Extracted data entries
━━━━━━━━━━━━━━━━
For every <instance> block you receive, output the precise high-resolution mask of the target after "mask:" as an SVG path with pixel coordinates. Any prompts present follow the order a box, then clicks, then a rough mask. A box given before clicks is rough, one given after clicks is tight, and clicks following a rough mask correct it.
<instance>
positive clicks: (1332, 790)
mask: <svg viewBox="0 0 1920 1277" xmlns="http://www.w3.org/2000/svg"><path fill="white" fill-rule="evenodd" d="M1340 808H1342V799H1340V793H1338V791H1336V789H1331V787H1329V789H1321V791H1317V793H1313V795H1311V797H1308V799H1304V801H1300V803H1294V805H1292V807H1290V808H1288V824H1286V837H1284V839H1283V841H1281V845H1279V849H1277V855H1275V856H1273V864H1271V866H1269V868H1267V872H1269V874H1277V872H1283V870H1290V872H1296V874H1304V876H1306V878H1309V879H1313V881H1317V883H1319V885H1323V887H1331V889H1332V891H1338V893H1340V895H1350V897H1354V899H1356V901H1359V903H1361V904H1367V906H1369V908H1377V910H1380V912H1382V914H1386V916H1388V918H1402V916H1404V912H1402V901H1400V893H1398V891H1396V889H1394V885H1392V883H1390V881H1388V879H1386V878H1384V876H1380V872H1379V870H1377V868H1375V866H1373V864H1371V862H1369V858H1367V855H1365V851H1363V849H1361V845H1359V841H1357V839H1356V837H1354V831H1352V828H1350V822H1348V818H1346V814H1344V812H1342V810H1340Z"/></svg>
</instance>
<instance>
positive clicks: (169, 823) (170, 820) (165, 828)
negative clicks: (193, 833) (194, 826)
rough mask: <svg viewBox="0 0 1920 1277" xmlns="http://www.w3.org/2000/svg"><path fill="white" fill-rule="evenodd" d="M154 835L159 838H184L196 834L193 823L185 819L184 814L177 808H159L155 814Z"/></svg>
━━━━━━━━━━━━━━━━
-- Prompt --
All lines carrying the word "instance" must be copied from the data above.

-- Response to this exercise --
For every <instance> block you receive, output the precise high-resolution mask of the target after "mask:" as an SVG path with pixel coordinates. Any prompts present follow the order a box, then clicks, then a rough mask. A box given before clicks is rough, one given after clicks is tight, and clicks following a rough mask correct it.
<instance>
</instance>
<instance>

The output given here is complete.